• **Exercise details**
An exact copy of every entry is the required answer.

◇ ◇ ◇ ◇

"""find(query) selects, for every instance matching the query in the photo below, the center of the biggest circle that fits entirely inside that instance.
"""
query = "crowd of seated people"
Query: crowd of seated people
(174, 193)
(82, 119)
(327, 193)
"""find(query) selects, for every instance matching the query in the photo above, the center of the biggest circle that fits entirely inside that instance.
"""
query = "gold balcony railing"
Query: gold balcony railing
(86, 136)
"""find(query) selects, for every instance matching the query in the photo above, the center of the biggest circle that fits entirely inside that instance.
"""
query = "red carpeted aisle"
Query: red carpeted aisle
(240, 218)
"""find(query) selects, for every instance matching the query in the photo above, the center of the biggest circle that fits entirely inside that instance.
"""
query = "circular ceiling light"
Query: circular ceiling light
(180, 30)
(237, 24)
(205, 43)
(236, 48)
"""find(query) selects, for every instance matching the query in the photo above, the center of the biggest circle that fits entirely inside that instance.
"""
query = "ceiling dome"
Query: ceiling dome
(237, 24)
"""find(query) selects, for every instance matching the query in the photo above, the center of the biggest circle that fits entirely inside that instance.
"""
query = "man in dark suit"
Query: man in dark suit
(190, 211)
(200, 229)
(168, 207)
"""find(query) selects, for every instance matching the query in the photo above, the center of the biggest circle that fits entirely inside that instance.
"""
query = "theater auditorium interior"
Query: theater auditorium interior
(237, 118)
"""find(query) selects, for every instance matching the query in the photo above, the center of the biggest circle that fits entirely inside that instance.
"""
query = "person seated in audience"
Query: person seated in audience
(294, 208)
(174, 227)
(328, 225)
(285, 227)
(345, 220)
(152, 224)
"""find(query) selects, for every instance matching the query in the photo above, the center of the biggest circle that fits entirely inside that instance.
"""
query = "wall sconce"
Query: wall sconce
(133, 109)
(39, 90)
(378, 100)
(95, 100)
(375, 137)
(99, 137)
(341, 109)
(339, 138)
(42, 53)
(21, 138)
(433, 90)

◇ ◇ ◇ ◇

• **Task result**
"""find(query) selects, for every instance matching the query in the photo below, the center of the biggest circle that fits entirely inside that instance.
"""
query = "crowd of seated people"
Query: crowd of seated people
(174, 193)
(82, 119)
(327, 193)
"""find(query) selects, for every instance matching the query in the photo above, the center of the biggest circle that fits entirely inside that instance.
"""
query = "gold balcony railing"
Query: gold balcony railing
(86, 136)
"""find(query) selects, for every instance matching the query in the photo above, the center of the biggest circle that fits entirely inside that instance.
"""
query = "red carpeted aisle"
Query: red carpeted aisle
(240, 218)
"""find(query) selects, for every instance matching the query in the photo above, the center of the biggest circle that fits entirely inside that instance.
"""
query = "circular ceiling light"
Query: circular ceiling light
(180, 30)
(237, 24)
(205, 43)
(236, 48)
"""find(query) selects, for every instance matching the query in the photo above, the center of the biggest circle that fits entirely inside that instance.
"""
query = "ceiling dome"
Query: ceiling dome
(237, 24)
"""find(query) selects, for every instance matching the query in the photo above, the center of the biggest circle that fits entirely inside that instance.
"""
query = "man in dark suit"
Query: man in dark suit
(190, 211)
(200, 229)
(168, 207)
"""find(query) selects, for every instance matching the query in the photo above, the center of the biggest circle that fits entirely inside that instance.
"""
query = "theater auditorium interior"
Query: theater auditorium interior
(237, 118)
"""find(query) selects, for every instance matching the query in the photo above, the center of the biggest circle that fits entirely inside that instance.
"""
query = "person seated in audience"
Query: person seated in audience
(294, 208)
(174, 227)
(328, 225)
(285, 227)
(345, 220)
(152, 224)
"""find(query) selects, for every instance matching the query in the photo above, the center of the biggest circle that fits entirely inside that instance.
"""
query = "wall sconce"
Query: wall sconce
(133, 109)
(39, 90)
(378, 100)
(95, 100)
(375, 137)
(99, 137)
(341, 109)
(339, 138)
(42, 53)
(21, 138)
(433, 90)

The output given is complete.